> _The problem_:
Exactly the lines from the start of the data through the line containing "Target: green bush" should be output, with both ends kept and nothing added.

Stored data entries
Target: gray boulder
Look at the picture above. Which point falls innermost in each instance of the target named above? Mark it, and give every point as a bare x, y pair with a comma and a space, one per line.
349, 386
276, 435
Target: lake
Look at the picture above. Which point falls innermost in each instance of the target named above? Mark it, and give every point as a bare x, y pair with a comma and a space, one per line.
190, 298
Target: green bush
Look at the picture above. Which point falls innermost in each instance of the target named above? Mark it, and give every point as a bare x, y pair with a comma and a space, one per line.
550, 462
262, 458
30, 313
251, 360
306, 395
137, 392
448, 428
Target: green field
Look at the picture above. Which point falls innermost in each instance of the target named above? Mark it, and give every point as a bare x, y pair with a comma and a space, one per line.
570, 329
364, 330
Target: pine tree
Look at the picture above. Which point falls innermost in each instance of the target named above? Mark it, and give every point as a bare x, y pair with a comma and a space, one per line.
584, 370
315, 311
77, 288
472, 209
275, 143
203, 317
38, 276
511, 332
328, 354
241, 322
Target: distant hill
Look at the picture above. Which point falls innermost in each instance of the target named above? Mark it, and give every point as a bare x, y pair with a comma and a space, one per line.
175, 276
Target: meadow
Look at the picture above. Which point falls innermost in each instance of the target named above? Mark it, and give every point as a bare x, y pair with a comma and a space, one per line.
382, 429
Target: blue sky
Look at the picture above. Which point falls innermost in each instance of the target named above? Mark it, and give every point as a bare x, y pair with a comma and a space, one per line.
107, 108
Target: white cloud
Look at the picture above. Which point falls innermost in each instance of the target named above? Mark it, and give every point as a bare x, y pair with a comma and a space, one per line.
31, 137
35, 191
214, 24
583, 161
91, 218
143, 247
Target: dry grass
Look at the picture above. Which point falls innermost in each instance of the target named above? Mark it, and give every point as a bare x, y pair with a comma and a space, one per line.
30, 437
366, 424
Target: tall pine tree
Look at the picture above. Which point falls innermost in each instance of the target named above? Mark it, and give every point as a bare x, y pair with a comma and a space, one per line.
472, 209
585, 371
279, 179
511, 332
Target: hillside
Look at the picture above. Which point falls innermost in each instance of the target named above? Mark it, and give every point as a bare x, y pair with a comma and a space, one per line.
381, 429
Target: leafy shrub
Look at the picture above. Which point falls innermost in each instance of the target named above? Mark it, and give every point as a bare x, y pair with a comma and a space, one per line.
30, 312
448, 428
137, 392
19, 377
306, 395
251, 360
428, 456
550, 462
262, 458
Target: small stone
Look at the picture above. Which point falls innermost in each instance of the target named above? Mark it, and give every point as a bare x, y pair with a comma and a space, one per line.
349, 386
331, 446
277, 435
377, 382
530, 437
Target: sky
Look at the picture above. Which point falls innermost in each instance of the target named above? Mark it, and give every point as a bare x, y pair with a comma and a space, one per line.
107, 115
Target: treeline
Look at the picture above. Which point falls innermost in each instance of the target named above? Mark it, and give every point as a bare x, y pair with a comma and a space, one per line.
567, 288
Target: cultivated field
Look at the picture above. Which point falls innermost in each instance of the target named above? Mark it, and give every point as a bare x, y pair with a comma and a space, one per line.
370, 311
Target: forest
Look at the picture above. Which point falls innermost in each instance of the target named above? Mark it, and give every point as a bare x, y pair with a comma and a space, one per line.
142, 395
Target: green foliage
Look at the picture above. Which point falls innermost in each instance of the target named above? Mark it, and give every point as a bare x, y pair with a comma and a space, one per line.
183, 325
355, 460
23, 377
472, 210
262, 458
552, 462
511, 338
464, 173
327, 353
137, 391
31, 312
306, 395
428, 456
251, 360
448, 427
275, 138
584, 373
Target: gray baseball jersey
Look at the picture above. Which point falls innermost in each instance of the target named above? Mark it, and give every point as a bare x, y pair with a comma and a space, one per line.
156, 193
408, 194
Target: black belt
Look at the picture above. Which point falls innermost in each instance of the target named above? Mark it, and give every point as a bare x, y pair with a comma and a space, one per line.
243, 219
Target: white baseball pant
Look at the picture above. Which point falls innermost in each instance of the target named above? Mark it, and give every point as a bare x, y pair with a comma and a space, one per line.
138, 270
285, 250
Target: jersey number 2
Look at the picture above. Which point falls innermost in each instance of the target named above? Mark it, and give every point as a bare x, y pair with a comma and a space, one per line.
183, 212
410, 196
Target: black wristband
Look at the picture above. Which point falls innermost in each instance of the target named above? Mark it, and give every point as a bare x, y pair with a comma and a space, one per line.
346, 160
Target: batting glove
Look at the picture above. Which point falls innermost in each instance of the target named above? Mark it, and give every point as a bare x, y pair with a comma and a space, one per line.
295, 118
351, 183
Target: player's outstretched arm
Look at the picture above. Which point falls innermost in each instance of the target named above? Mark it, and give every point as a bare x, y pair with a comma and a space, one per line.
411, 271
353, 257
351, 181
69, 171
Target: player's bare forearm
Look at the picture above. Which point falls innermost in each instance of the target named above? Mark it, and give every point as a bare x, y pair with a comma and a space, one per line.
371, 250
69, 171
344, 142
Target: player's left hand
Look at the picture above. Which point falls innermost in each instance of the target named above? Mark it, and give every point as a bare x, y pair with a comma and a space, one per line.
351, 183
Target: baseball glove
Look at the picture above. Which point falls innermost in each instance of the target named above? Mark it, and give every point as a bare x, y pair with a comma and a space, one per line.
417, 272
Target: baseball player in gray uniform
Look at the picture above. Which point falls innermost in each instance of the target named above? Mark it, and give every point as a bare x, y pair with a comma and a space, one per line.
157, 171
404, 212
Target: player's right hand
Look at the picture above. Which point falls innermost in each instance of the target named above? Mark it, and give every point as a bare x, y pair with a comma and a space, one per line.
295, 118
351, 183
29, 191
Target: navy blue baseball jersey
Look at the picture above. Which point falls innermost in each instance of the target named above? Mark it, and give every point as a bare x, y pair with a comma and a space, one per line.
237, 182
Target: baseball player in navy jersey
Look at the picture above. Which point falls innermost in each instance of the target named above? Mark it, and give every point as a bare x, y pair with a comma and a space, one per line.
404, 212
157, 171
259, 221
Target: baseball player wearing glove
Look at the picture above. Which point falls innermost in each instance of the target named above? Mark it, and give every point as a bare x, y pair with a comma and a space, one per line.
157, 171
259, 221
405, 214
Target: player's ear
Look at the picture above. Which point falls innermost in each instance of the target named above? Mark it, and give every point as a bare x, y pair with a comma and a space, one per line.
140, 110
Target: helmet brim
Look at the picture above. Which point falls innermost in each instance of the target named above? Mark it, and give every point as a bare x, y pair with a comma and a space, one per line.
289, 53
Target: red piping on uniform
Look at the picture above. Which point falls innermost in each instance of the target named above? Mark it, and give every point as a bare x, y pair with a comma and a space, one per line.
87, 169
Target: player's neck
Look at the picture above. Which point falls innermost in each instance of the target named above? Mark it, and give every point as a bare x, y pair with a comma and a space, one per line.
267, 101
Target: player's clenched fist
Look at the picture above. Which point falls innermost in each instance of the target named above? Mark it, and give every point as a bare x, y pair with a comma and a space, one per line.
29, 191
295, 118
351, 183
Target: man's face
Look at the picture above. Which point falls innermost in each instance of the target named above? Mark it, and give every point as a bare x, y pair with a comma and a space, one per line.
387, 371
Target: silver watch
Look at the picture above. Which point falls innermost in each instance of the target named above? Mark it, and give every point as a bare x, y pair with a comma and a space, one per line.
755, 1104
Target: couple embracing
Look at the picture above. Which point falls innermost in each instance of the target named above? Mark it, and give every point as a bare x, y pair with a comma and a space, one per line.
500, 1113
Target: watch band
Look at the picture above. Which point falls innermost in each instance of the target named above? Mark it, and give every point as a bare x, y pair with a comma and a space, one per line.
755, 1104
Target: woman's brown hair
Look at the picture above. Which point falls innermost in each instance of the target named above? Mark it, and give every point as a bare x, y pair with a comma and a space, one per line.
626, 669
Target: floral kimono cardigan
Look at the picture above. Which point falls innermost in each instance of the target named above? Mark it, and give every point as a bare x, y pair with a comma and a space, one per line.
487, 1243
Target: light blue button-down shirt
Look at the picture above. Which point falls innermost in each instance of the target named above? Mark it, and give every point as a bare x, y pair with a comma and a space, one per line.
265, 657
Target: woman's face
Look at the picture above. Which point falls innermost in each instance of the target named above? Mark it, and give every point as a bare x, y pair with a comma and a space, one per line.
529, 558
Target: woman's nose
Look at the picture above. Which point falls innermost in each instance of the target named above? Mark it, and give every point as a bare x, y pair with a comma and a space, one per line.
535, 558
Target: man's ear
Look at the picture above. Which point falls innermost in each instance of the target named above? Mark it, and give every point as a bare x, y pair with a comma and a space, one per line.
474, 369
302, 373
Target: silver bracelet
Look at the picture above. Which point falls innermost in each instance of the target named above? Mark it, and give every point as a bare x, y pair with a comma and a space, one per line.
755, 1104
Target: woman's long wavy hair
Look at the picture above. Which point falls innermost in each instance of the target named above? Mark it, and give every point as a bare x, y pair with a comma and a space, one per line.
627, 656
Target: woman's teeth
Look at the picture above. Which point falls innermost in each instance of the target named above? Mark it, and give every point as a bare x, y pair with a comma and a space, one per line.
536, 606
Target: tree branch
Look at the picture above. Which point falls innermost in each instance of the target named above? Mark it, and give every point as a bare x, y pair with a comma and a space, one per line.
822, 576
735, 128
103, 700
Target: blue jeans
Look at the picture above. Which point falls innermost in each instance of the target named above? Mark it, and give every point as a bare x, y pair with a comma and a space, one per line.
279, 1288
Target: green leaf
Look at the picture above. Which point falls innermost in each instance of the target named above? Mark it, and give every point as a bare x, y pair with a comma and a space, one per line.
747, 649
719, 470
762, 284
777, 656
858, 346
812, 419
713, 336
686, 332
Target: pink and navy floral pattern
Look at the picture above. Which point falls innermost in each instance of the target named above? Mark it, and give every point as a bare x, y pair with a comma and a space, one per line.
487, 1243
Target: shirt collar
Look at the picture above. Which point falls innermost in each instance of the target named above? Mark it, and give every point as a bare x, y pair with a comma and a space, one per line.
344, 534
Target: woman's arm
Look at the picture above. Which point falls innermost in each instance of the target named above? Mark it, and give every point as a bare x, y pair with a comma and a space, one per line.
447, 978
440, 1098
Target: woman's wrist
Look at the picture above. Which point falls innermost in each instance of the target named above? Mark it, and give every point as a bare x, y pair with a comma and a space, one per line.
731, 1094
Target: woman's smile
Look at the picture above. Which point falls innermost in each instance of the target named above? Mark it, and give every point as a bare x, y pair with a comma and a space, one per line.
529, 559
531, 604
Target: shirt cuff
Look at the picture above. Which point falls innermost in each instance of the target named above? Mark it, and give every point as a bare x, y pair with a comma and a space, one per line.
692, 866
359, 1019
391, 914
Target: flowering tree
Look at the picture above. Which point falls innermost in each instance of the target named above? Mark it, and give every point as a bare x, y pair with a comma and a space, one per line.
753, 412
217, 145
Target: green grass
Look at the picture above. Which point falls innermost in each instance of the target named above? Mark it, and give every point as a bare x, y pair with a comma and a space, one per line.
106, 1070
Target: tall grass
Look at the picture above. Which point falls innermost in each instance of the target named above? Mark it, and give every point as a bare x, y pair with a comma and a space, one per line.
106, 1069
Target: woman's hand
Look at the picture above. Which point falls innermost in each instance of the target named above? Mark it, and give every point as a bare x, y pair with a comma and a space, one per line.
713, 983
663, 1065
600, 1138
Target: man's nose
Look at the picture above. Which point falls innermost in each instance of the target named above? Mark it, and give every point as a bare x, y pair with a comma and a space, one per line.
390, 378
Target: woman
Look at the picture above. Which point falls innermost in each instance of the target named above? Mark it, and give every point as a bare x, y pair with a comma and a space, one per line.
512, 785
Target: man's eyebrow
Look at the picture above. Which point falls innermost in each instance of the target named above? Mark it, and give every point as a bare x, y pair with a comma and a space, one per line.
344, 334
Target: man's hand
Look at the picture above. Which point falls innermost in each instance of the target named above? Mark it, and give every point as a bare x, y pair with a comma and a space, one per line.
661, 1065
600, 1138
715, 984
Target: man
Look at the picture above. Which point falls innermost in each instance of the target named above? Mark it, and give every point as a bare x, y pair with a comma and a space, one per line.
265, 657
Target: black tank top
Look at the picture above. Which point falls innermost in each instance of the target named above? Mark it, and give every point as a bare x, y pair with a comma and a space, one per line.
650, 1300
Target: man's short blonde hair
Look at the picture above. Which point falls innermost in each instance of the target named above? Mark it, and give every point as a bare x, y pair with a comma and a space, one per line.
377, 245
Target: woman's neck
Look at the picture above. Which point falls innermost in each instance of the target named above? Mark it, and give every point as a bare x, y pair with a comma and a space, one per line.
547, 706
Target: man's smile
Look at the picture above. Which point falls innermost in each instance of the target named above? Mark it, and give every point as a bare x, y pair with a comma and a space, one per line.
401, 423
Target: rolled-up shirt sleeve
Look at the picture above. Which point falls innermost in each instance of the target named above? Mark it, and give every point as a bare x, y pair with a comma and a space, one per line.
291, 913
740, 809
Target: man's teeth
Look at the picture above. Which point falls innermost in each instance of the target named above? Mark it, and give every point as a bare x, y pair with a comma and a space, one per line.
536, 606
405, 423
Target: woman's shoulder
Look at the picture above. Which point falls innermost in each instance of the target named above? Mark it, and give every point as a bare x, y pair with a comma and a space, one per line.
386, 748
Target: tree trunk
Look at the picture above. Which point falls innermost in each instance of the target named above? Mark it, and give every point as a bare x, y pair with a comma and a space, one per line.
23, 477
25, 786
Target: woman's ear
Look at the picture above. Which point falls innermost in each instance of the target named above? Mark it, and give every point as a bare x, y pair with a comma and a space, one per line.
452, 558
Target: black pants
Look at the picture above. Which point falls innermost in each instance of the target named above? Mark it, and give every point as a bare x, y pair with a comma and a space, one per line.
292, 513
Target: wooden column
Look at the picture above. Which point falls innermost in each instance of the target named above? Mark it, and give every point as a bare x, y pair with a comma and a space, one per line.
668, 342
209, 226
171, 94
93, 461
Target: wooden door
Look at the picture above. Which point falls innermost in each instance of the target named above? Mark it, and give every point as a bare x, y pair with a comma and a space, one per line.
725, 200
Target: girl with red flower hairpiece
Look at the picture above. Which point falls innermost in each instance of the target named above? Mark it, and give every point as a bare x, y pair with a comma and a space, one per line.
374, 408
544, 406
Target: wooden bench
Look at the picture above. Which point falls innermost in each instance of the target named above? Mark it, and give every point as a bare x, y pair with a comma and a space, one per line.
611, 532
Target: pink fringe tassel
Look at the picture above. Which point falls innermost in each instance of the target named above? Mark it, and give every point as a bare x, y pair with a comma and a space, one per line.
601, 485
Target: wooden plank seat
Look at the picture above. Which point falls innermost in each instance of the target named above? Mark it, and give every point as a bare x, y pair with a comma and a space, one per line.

> _Finished exercise_:
Target: gray boulder
Look at the picture above. Which point falls innermost in each instance of the target named above? Mark it, and give every point as a bare x, y pair with a comma and a space, one per line.
349, 386
276, 435
Target: lake
Look at the picture above. Which point falls innermost in each instance of the target named above? Mark it, and give every point as a bare x, y pair with a comma and a space, one per line.
190, 298
Target: green bush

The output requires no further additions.